_DOCUMENT:_
The Interior Ministry is looking to spend 24.4 million rubles ($764,000) on new furniture, including a bedroom suite decorated with pure gold, according to publicly available documents.

The ministry published documents on the official web site for state orders seeking bids for furniture to be bought with federal budget funds. The order can be viewed at Zakupki.gov.ru/Tender/ViewPurchase.aspx?PurchaseId=471351.

The tender includes three lots. The first is for furniture and other interior design items for a total of 15 million rubles, while the other two are for “office furniture” worth a combined 9.4 million rubles. The documentation was approved Aug. 17, 2009, by Colonel A.A. Smolin, director of the ministry’s main purchasing department.

Vedomosti discovered that the ministry wasn’t seeking just any old furniture. For example, the order includes a bed with a hand-carved frame made from European cherry, including headboards and footboards covered with “a thin layer of gold — 24 karats.”

The office furniture must also be of the highest caliber. The varnish for a conference table can only be from Germany, while “all of the table’s fittings should be of German or Italian origin.”

Everything in the tender documents is correct, Nikolai Meshcheryakov, listed as the contact person for the order, told Vedomosti.

Entries pointing to named objects:
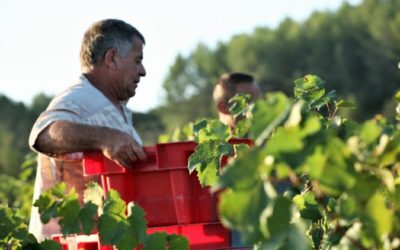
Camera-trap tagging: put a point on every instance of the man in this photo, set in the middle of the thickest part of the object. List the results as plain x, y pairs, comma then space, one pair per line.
226, 87
91, 114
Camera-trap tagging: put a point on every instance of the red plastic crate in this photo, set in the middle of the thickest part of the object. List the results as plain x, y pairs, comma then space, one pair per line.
201, 236
161, 185
79, 242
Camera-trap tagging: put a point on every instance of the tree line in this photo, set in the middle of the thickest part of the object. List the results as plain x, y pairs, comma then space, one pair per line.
356, 49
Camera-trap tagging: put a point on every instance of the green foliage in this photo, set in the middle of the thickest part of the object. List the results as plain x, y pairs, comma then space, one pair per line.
345, 46
14, 233
213, 139
341, 177
115, 227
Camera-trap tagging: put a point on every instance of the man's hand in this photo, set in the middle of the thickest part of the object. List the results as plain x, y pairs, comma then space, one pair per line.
122, 149
65, 137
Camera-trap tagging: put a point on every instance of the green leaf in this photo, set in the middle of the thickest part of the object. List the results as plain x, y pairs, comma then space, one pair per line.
268, 114
380, 215
94, 194
47, 207
138, 222
206, 160
315, 163
214, 131
49, 245
112, 228
200, 125
241, 174
208, 175
69, 213
59, 190
285, 140
366, 185
280, 215
308, 82
308, 207
241, 210
345, 104
87, 217
370, 131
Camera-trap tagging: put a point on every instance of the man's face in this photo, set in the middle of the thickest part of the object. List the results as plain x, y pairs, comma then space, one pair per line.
252, 89
130, 69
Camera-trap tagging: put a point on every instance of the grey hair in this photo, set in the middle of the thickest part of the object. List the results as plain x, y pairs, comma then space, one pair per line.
104, 35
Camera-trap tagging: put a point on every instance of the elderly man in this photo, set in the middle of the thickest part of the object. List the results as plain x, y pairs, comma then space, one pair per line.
226, 87
91, 114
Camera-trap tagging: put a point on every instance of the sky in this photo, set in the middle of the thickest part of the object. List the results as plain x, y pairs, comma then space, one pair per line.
40, 39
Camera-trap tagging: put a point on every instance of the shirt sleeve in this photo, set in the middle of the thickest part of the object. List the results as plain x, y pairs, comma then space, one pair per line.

_GOALS:_
A. Answer these questions about the furniture tender article:
(i) Who approved the tender documentation, and on what date?
(ii) What wood is the bed frame made from?
(iii) Which country must the conference table's varnish come from?
B. Please reproduce the passage of the furniture tender article between "The ministry published" and "main purchasing department.", inclusive.

_ANSWERS FOR THE TASKS:_
A.
(i) Colonel A.A. Smolin approved it on Aug. 17, 2009.
(ii) European cherry.
(iii) Germany.

B.
The ministry published documents on the official web site for state orders seeking bids for furniture to be bought with federal budget funds. The order can be viewed at Zakupki.gov.ru/Tender/ViewPurchase.aspx?PurchaseId=471351.

The tender includes three lots. The first is for furniture and other interior design items for a total of 15 million rubles, while the other two are for “office furniture” worth a combined 9.4 million rubles. The documentation was approved Aug. 17, 2009, by Colonel A.A. Smolin, director of the ministry’s main purchasing department.